- _TASK LIST_
[1] Shorten the paragraph starting "Gao's rendition of the horrible effects" in the text on Gao Xingjian's work into a list of its main facts.
[2] In the text on Gao Xingjian's work, where and when is the narrator in the novel's present as he charts the course of his future?
[3] Repeat the portion of the text on Gao Xingjian's work that begins at the words "In the novel’s" and ends after the words "his great world-weariness.".

- _TEXT PROVIDED_
+-------+

As the protagonist and Margarethe indulge in their love affair, his memories bubble to the surface in a string of fragmentary episodes highlighting the tremendous amount of suffering as Mao Zedong and his wife Jiang Qing unleashed the Cultural Revolution on their Communist subjects from 1966 until Mao’s death in 1976. One Man’s Bible reveals a nightmare world where children spied on and denounced their parents, playmates, and teachers. Then neighbor was forced to speak against neighbor; physical harm, banishment, or death lurked around every corner.

At the same time he is relating past events, the narrator also engages in philosophical interludes about the nature of storytelling, philosophy, memory, and human consciousness. Through his protagonist, Gao attempts to arrive at a modern view of human existence, haunted by the experience of totalitarian regimes. In the present, the narrator is worried about the dangers of interpersonal relationships that are always fraught with the danger of personal hurt and disappointment. The narrator’s sexual liaisons remain unsatisfactory, yet he cannot give up his longing to find a soul mate.

Gao’s rendition of the horrible effects of the Cultural Revolution paint a stark picture of the persistence of fear augmented by daily betrayals and denunciations. To protect himself, the narrator joins the system, only to realize that exile and social disassociation remain his only means of survival. The passages dealing with the past are on par with other superb accounts of this time, such as Jung Chan’s Wild Swans (1992).

In the novel’s present, the narrator seeks to chart the course of his future from a hotel room in Hong Kong in 1996, one year before the city is handed over to the People’s Republic of China. At times using the technique of metafiction and directly addressing the reader about his endeavor to tell his story, the narrator is torn by his lust for life, including sexuality, and his great world-weariness.

One Man’s Bible ends inconclusively with the narrator remembering an afternoon sitting in a restaurant in the French city of Peripignan. As various pieces of classical music are played by a live band nearby, he reflects on his past life and his decision to continue to write, and to seek love, despite his previous disappointments. Totalitarian China tried to break his soul, but language and literature have set him free.

Summary

In his Nobel Prize acceptance speech, “Wenxue de liyou” (“The Case for Literature”), delivered in Stockholm on December 7, 2000, Gao Xingjian stated that he wrote neither to educate the masses nor for a commercial market. Instead, his writing is for himself and for those readers willing to accompany him on his quest for the meaning of self, of human existence, and of humanity’s role in the physical world. A reader of his two outstanding novels, his innovative plays, and his experimental short stories may concur that Gao has remained true to his goals. His writings in many genres, as well as his paintings, all question the fate of the individual soul struggling to carve out some meaning in an often hostile environment. In the end, the characters of Gao’s literary work refuse to become recluses but seek the comfort of a loving other, no matter how impossible to achieve this may be.

+-------+

- _Saved data entries_

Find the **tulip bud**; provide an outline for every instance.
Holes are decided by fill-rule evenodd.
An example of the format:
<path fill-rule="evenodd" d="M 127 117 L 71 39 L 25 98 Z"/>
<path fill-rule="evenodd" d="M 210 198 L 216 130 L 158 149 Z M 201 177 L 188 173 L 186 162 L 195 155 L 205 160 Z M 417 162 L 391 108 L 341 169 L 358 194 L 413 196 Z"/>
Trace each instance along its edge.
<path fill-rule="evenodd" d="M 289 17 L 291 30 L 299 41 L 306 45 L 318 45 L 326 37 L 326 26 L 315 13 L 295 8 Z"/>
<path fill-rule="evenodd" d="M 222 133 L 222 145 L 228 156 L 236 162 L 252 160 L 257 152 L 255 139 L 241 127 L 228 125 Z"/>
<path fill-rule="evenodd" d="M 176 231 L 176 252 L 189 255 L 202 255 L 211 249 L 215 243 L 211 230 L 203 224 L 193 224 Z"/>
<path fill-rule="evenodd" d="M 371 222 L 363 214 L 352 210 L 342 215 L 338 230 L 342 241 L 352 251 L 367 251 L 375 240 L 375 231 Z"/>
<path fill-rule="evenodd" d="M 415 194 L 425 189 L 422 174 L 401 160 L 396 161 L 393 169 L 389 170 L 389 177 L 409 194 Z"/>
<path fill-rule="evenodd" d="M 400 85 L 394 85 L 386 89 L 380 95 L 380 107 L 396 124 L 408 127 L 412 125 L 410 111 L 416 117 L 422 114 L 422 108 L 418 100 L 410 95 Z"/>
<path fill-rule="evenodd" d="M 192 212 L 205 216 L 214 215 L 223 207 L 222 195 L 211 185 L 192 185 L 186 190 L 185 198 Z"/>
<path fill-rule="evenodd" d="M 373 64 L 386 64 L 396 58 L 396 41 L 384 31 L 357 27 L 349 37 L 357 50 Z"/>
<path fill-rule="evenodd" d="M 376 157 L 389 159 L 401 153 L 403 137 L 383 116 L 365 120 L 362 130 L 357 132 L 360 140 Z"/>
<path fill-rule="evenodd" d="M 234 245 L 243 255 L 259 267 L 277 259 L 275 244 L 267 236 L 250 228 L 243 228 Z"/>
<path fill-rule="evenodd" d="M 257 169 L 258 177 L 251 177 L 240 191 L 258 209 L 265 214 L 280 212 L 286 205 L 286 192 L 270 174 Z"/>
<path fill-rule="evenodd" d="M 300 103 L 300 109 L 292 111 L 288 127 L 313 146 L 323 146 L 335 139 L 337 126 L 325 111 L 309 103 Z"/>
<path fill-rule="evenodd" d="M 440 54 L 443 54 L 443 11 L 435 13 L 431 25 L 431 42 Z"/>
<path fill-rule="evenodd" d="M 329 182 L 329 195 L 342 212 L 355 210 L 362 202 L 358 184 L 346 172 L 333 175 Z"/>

+-------+

- _RESPONSES TO THE TASKS_
[1]
- Gao depicts the Cultural Revolution as a time of lasting fear, made worse by daily betrayals and denunciations.
- The narrator joins the system to protect himself.
- He comes to see exile and social disassociation as his only means of survival.
- These passages about the past rank with other superb accounts of the period, such as Jung Chan's Wild Swans (1992).

[2] He is in a hotel room in Hong Kong in 1996, one year before the city is handed over to the People's Republic of China.

[3]
In the novel’s present, the narrator seeks to chart the course of his future from a hotel room in Hong Kong in 1996, one year before the city is handed over to the People’s Republic of China. At times using the technique of metafiction and directly addressing the reader about his endeavor to tell his story, the narrator is torn by his lust for life, including sexuality, and his great world-weariness.